Okunacak Bölüm
KREDİ NOTU’NUN BES FONLARINA ETKİSİ

KREDİ NOTU’NUN BES FONLARINA ETKİSİ

S&P tarafından normalde temmuz ayında beklenen not açıklaması, hiç beklenmeyen bir zamanda geldi.  Hafta içinde piyasalar not düşüşü ile şaşkınlığa uğradı. Dolar/TL paritesi 4,24 ile yeni zirvelere ulaşırken, faizler %15’lerde. Borsa endeksi ise 102 binin üstünde tutunma çabasında. Kuruluştan yapılan açıklamalara göre Türkiye’nin makroekonomik görünümünün bozulduğu, emeklilere yapılacak ödemeler ve vergi affı gibi uygulamaların tüketimi daha da tetikleyeceği bunun da enflasyon üzerinde baskı yapacağı, gerekçeleri not düşüşüne sebep olarak gösterildi.

KREDİ DERECELENDİRME NEDİR?

Peki, nedir kredi derecelendirme, bu kadar önemli mi? Ulusal ve uluslararası kredi derecelendirme kuruluşları firmaların, ülkelerin borçlarını geri ödeme kabiliyetini tesbit etmeye çalışır. Aynen bankaların kredi kullandırdıkları müşterilerinin faaliyet raporlarını incelemesi ve bunun sonucunda bir rapor hazırlaması gibi, kredi derecelendirme kuruluşları da uluslararası piyasalardan borçlanmak isteyenler hakkında rapor hazırlıyor. Bu raporun sonuçlarına göre genellikle harf ile ifade edilen notlar veriyor. Ülke riski incelenirken, ülkenin büyüme performansı, enflasyon, cari açık, bütçe açığı ve bunların gelecekte ulaşabileceği seviyeler göz önüne alınıyor. Bunun yanında politik gelişmeler,  nüfus yapısı, hukuksal çerçeve ve dış ülkelerle ilişkiler de değerlendiriliyor.

Yapılacak İş
Kredi notu metninde "Peki, nedir kredi" sözleriyle başlayıp "ilişkiler de değerlendiriliyor." sözleriyle biten bölümü, "harf" ifadesini "rakam" olarak değiştirerek yeniden yazar mısınız? Yalnızca kredi notu metnindeki bilgilere dayanın.

Sağlanan Veriler
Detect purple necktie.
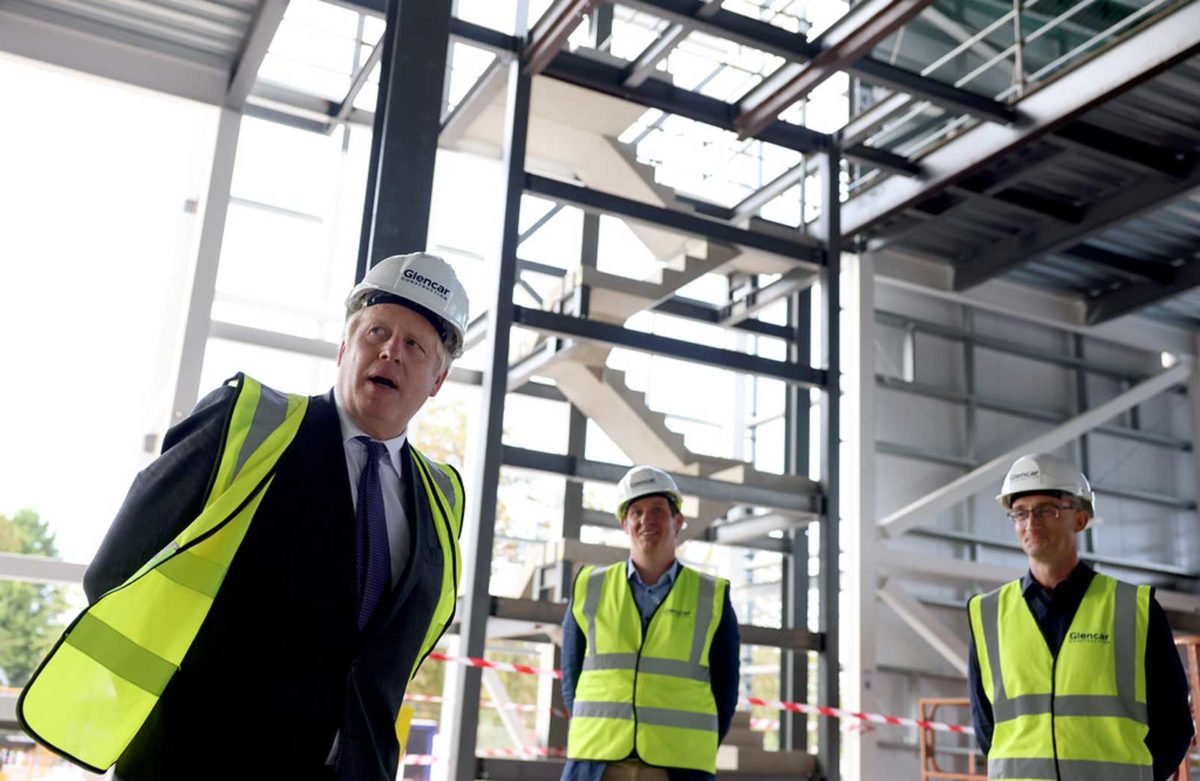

Görevin Çözümü
Peki, nedir kredi derecelendirme, bu kadar önemli mi? Ulusal ve uluslararası kredi derecelendirme kuruluşları firmaların, ülkelerin borçlarını geri ödeme kabiliyetini tesbit etmeye çalışır. Aynen bankaların kredi kullandırdıkları müşterilerinin faaliyet raporlarını incelemesi ve bunun sonucunda bir rapor hazırlaması gibi, kredi derecelendirme kuruluşları da uluslararası piyasalardan borçlanmak isteyenler hakkında rapor hazırlıyor. Bu raporun sonuçlarına göre genellikle rakam ile ifade edilen notlar veriyor. Ülke riski incelenirken, ülkenin büyüme performansı, enflasyon, cari açık, bütçe açığı ve bunların gelecekte ulaşabileceği seviyeler göz önüne alınıyor. Bunun yanında politik gelişmeler,  nüfus yapısı, hukuksal çerçeve ve dış ülkelerle ilişkiler de değerlendiriliyor.